:: WHAT IS REQUIRED ::
The entries below are to be repeated exactly as they stand.

:: LISTED RECORDS ::

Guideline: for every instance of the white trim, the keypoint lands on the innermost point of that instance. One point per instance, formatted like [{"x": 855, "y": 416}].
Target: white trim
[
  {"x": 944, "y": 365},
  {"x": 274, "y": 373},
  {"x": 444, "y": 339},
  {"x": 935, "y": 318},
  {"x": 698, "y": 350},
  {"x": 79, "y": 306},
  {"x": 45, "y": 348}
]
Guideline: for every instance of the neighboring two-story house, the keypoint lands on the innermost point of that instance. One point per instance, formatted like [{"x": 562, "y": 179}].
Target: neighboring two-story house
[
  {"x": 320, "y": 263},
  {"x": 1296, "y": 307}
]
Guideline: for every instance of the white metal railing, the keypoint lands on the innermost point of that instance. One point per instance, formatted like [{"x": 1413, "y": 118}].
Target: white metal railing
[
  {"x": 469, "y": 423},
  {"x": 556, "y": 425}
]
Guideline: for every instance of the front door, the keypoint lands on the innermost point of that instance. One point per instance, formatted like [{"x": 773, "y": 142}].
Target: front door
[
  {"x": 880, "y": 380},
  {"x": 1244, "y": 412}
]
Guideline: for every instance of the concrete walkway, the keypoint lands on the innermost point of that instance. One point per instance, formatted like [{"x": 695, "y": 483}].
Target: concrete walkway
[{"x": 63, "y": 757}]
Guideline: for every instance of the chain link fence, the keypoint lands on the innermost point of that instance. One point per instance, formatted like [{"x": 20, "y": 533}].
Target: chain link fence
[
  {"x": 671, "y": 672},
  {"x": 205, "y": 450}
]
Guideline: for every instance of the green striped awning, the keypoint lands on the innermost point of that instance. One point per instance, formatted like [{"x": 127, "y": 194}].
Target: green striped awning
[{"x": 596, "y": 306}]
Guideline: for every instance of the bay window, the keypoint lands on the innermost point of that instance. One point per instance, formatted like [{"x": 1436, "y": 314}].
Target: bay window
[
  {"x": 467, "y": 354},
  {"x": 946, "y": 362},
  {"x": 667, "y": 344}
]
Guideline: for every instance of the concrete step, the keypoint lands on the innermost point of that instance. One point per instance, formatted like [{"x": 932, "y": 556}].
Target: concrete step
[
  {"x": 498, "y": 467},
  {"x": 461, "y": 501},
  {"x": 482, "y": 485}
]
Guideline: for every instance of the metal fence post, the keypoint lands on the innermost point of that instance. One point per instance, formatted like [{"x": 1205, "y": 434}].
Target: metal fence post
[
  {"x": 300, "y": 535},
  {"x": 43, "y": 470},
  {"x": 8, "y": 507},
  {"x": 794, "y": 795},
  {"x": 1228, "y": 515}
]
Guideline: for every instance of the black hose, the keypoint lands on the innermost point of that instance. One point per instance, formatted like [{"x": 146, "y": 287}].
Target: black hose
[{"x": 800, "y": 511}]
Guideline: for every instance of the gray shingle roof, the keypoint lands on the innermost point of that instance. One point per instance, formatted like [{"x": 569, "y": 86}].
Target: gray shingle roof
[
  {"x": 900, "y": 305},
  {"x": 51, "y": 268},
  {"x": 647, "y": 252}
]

:: SOLUTION TO THIS PROBLEM ::
Guideline: for every instance of the white trim, the keypoint lands on the innermost point of that instance. One point per instance, formatted like [{"x": 855, "y": 416}].
Target: white trim
[
  {"x": 944, "y": 365},
  {"x": 274, "y": 373},
  {"x": 444, "y": 339},
  {"x": 935, "y": 318},
  {"x": 698, "y": 350},
  {"x": 79, "y": 306},
  {"x": 45, "y": 348}
]
Guideline: for every instance of the neighboring two-story house, the keypoint lands on the innermost point of that instance. One point per instance, formatted like [{"x": 562, "y": 179}].
Target: neighboring two-story house
[
  {"x": 320, "y": 263},
  {"x": 1296, "y": 307}
]
Guideline: for every instance of the white metal railing, the keypoint lands on the innermost point of that instance. One point per instance, formatted like [{"x": 1413, "y": 118}].
Target: white metal railing
[
  {"x": 469, "y": 423},
  {"x": 556, "y": 425}
]
Guideline: for every instance of the front door, the keypoint lands on the innermost point of that instance. One point per instance, formatted like [{"x": 773, "y": 142}].
Target: front door
[
  {"x": 880, "y": 380},
  {"x": 1244, "y": 412}
]
Guideline: for every instance of the concrete walkway, the keypoint lands on the innermost point of that instance. One point per instance, formatted like [{"x": 695, "y": 483}].
Target: concrete walkway
[{"x": 63, "y": 757}]
Guideline: for every instance of the chain link fence, the keypoint lands on the innermost point of that instance. One point per instance, formatted like [{"x": 20, "y": 533}].
Target: chain link fence
[
  {"x": 671, "y": 672},
  {"x": 205, "y": 450}
]
Guideline: for every instance of the green striped awning, the keypoint lands on the innermost point of that instance. One point per instance, formatted like [{"x": 127, "y": 194}].
Target: green striped awning
[{"x": 596, "y": 306}]
Guideline: for every instance of the bay window, the keypoint lands on the innermost point of that instance. One point per instance, formatted like [{"x": 1436, "y": 314}].
Target: bay window
[
  {"x": 467, "y": 354},
  {"x": 946, "y": 362},
  {"x": 667, "y": 344}
]
Guideline: for every instance of the concrete step, the keypoint lands on the innermost point of that instance. One point per instance, formatted like [{"x": 932, "y": 556}].
Target: concrete step
[
  {"x": 498, "y": 467},
  {"x": 461, "y": 501},
  {"x": 482, "y": 485}
]
Guideline: for every instance of the metal fence post, the keypoint lands on the innermost point of that instance. One point per instance, formatted like [{"x": 1205, "y": 434}].
Target: metal fence post
[
  {"x": 300, "y": 535},
  {"x": 43, "y": 470},
  {"x": 8, "y": 507},
  {"x": 794, "y": 795},
  {"x": 1228, "y": 515}
]
Guideline: for every instance of the black hose, the keypoint lands on the innermost point of that instance. One point per instance, formatted like [{"x": 146, "y": 287}].
Target: black hose
[{"x": 800, "y": 511}]
Guideline: for every instance of the gray shingle roof, the keypoint lands on the innermost point of that instance. One point per instance, formatted like [{"x": 569, "y": 86}].
Target: gray shingle roof
[
  {"x": 900, "y": 305},
  {"x": 51, "y": 268},
  {"x": 647, "y": 252}
]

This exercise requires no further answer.